Text extract:
□ □ □ □
I think the theorem is best explained with an example. Say I want to know how confident I should be that I am enlightened if i have had a mind-blowing psychedelic trip (P A/B). I now take the probability of being enlightened (P A) times the probability of having a mind-blowing psychedelic trip given that I am enlightened (P B/A) divided by the probability of having a mind-blowing psychedelic trip. 

This puts things into perspective since being enlightened is probably much less probable than having a mind-blowing psychedelic trip. The evidence of having had a mind-blowing psychedelic trip is now put into context of the probability of being enlightened thus weakening it considerably. 

This also answers why bayesian reason is not the appropriate tool for spiritual work as logically you would always have to doubt yourself and talk yourself out of actually realizing the Absolute.
□ □ □ □
Given task: Please reproduce the full passage on Bayes' theorem and enlightenment word for word.

Rows:
□ □ □ □
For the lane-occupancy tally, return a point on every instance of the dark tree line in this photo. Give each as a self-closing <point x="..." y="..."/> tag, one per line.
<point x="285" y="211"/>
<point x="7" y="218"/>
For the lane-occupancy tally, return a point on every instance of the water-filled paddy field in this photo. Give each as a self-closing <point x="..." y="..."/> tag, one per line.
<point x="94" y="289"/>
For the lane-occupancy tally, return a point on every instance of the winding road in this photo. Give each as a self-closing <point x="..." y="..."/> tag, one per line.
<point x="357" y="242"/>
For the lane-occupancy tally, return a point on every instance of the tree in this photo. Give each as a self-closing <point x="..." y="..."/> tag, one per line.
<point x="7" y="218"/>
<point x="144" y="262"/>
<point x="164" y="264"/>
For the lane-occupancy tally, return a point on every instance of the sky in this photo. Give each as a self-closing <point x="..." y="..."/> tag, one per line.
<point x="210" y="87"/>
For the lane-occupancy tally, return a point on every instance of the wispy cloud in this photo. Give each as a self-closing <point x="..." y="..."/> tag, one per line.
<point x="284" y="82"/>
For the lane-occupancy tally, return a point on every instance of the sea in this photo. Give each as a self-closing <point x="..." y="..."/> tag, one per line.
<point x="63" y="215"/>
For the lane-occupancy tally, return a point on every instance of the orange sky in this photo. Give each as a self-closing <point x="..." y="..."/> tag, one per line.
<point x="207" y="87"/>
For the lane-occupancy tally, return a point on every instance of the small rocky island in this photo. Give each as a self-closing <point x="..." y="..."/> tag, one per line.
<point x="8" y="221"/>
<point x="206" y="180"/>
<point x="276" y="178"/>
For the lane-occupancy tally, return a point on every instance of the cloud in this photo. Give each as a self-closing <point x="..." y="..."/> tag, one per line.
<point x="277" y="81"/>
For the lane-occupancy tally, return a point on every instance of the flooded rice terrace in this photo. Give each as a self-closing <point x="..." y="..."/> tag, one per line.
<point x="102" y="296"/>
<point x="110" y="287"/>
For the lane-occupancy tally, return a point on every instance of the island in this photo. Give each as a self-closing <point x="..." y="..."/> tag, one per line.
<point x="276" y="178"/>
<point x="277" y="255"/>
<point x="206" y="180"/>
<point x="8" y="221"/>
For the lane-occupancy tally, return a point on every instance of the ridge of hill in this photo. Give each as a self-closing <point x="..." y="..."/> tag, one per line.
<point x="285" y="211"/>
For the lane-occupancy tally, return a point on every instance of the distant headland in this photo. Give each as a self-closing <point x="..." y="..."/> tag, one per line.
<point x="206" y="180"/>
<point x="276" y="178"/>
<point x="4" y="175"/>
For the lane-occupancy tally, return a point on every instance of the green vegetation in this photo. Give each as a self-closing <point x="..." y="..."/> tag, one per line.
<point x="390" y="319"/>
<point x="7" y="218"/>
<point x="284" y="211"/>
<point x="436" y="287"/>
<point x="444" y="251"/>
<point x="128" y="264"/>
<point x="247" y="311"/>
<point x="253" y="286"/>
□ □ □ □
Task result:
I think the theorem is best explained with an example. Say I want to know how confident I should be that I am enlightened if i have had a mind-blowing psychedelic trip (P A/B). I now take the probability of being enlightened (P A) times the probability of having a mind-blowing psychedelic trip given that I am enlightened (P B/A) divided by the probability of having a mind-blowing psychedelic trip. 

This puts things into perspective since being enlightened is probably much less probable than having a mind-blowing psychedelic trip. The evidence of having had a mind-blowing psychedelic trip is now put into context of the probability of being enlightened thus weakening it considerably. 

This also answers why bayesian reason is not the appropriate tool for spiritual work as logically you would always have to doubt yourself and talk yourself out of actually realizing the Absolute.